§ **Задание 1**:
Перепишите без изменений часть отрывка о кукле, начиная со слов «В январе тридцать седьмого Бухарин» и до слов «секретаря Киевского обкома.» включительно.
§ **Задание 2**:
Верны ли по отрывку о кукле утверждения (a), (b) и (c)? На каждое ответьте «да» или «нет» и дословно приведите решающие слова из отрывка.
(a) Бухарина сняли с поста главного редактора «Известий» в январе тридцать седьмого года.
(b) Радек заявил о связях Бухарина с троцкистами 28 января.
(c) Постышев был первым секретарем Харьковского обкома.
§ **Задание 3**:
Допишите отрывок о кукле: продолжите его сразу после последнего предложения.

=== Текст ===

Я представила мать за этой работой. Иногда она, наверное, улыбалась, воображая мое изумление и радость, когда я открою посылку. А чаще ее лицо было сосредоточенным, каким я его помнила во время работы. Или яростно одержимым, как в пору лепки великого пролетарского писателя и ожидания ареста отца...»
Вера Георгиевна создавала куклу в самые трагические дни своей жизни. Много лет спустя дочь восстановит хронологию событий, которые происходили в то время.
«День моего рождения — 31 марта.
В январе тридцать седьмого Бухарин был снят с поста главного редактора «Известий».
Во время процесса над Пятаковым — 23 января тридцать седьмого года — с трибуны суда была упомянута группа «заговорщиков» во главе с Бухариным. 24 января подсудимый Радек заявил о связях Бухарина с троцкистами. 28 января в обвинительной речи Вышинский тоже намекнул на вину Бухарина.
В январе тридцать седьмого Постышев был отстранен от должности первого секретаря Киевского обкома.

=== Имеющиеся данные ===

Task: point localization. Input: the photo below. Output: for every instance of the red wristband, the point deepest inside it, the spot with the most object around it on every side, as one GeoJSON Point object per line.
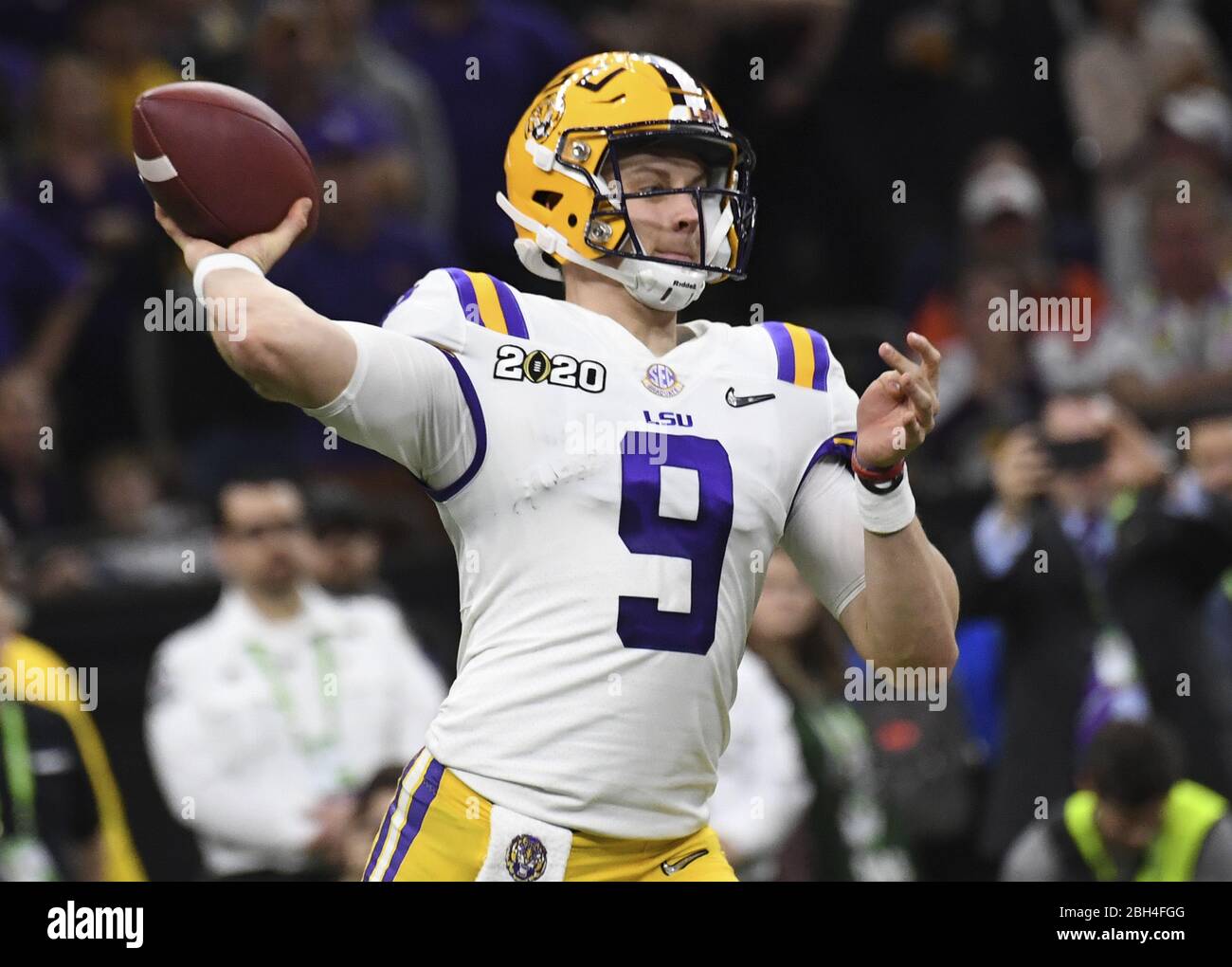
{"type": "Point", "coordinates": [882, 476]}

===

§ **Ответ 1**:
В январе тридцать седьмого Бухарин был снят с поста главного редактора «Известий».
Во время процесса над Пятаковым — 23 января тридцать седьмого года — с трибуны суда была упомянута группа «заговорщиков» во главе с Бухариным. 24 января подсудимый Радек заявил о связях Бухарина с троцкистами. 28 января в обвинительной речи Вышинский тоже намекнул на вину Бухарина.
В январе тридцать седьмого Постышев был отстранен от должности первого секретаря Киевского обкома.

§ **Ответ 2**:
(a) Да: «В январе тридцать седьмого Бухарин был снят с поста главного редактора «Известий».»
(b) Нет: «24 января подсудимый Радек заявил о связях Бухарина с троцкистами.»
(c) Нет: «Постышев был отстранен от должности первого секретаря Киевского обкома.»

§ **Ответ 3**:
Его имя с надеждой упоминалось в доме в тревожные дни последней чистки и перед арестом отца Нелли. Говорили, что Постышев преследует клеветников, ограждая от них честных партийцев, и восстанавливает справедливость.
8 февраля «Правда» обрушилась на ошибки, допущенные в парторганизациях Киева и Азово-Черноморского края.
13 марта в «Правде» обвинили Бухарина в заговоре с троцкистами.
Вера Геогиевна никогда не забывала, что в редакции «Таганрогской правды» лежат документы о командировке отца к Бухарину в тридцать пятом году.
17 марта Постышева сняли с поста секретаря ЦК Украины.
Вот с какими мыслями шила Вера Георгиевна придворные туалеты столь отдаленного века».

 

ТРОЦКИСТСКАЯ ЕЛКА

В Бакалах во время ссылки Нелли училась в школе. Ей пришлось пережить немало горьких минут.
«По дороге из школы, на углу, который не миновать, жили мои враги, — рассказывала Нелли Александровна. — Я никогда не видела их в лицо. Но стоило мне появиться, как из-за кустов палисадника раздавалось истошное:
— Троцкистка! Троцкистка! У-у, вражина!
Однажды я почти миновала злополучный палисадник и уже поздравляла себя с удачей, тем более что позади слышались чьи-то одинокие шаги, как вдруг — удар в голову! — и меня засыпало какой-то дрянью. Она набилась мне в глаза, рот, нос, уши. Последовал знакомый вопль:
— Троцкистка! Что — съела?! Вкусно?
Ослепленная, я не могла сделать ни шагу и стала протирать глаза.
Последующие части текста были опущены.